• [Given passage]
>> BEGIN

After Japan attacked Pearl Harbor in Hawaii, Hitler declared war on the United States. Hitler’s defeat at Stalingrad (now Volgograd), in the Soviet Union, marked the turning point of the war. The Allies drove the Nazis out of Africa, Italy, and the Soviet Union. Germany became a battleground as the Allies closed in from east and west.

 

U.S. War Effort

 

Following Pearl Harbor, the U.S. economy was placed immediately on a war footing, and its industrial productivity plant played a crucial role in the global conflict. All key industries were running twenty-four hours a day, seven days a week. Within a year after Pearl Harbor, U.S. war production equaled that of all Axis nations together and by the beginning of 1943 greatly exceeded that of the Axis powers. During the war, the United States manufactured 296,000 planes, 87,000 tanks, and 2.4 million trucks, as well as millions of rifles and millions of tons of artillery shells. From January 1, 1942, the nation produced 28 million U.S. tons of shipping, enabling the Allies to replace vessels lost to the enemy.

>> END

• [Directive 1] Copy the listing below verbatim, from its first line through its last.

• [Given entries]
>> BEGIN

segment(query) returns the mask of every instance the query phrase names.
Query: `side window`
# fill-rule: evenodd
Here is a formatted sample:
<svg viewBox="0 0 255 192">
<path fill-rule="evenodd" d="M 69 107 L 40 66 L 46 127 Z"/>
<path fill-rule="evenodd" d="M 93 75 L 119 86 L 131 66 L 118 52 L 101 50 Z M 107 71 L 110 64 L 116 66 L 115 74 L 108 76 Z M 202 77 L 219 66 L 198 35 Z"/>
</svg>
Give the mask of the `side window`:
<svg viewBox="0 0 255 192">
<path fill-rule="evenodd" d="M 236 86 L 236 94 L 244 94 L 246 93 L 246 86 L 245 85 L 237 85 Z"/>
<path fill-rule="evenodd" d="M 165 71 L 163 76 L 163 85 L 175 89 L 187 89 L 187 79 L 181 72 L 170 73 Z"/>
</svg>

>> END

• [Directive 2] According to the passage on the U.S. war effort, how many planes did the United States manufacture during the war?

• [Expected answer 1]
segment(query) returns the mask of every instance the query phrase names.
Query: `side window`
# fill-rule: evenodd
Here is a formatted sample:
<svg viewBox="0 0 255 192">
<path fill-rule="evenodd" d="M 69 107 L 40 66 L 46 127 Z"/>
<path fill-rule="evenodd" d="M 93 75 L 119 86 L 131 66 L 118 52 L 101 50 Z M 107 71 L 110 64 L 116 66 L 115 74 L 108 76 Z M 202 77 L 219 66 L 198 35 Z"/>
</svg>
Give the mask of the `side window`:
<svg viewBox="0 0 255 192">
<path fill-rule="evenodd" d="M 236 86 L 236 94 L 244 94 L 246 93 L 246 86 L 245 85 L 237 85 Z"/>
<path fill-rule="evenodd" d="M 165 71 L 163 76 L 163 85 L 175 89 L 187 89 L 187 79 L 181 72 L 170 73 Z"/>
</svg>

• [Expected answer 2] 296,000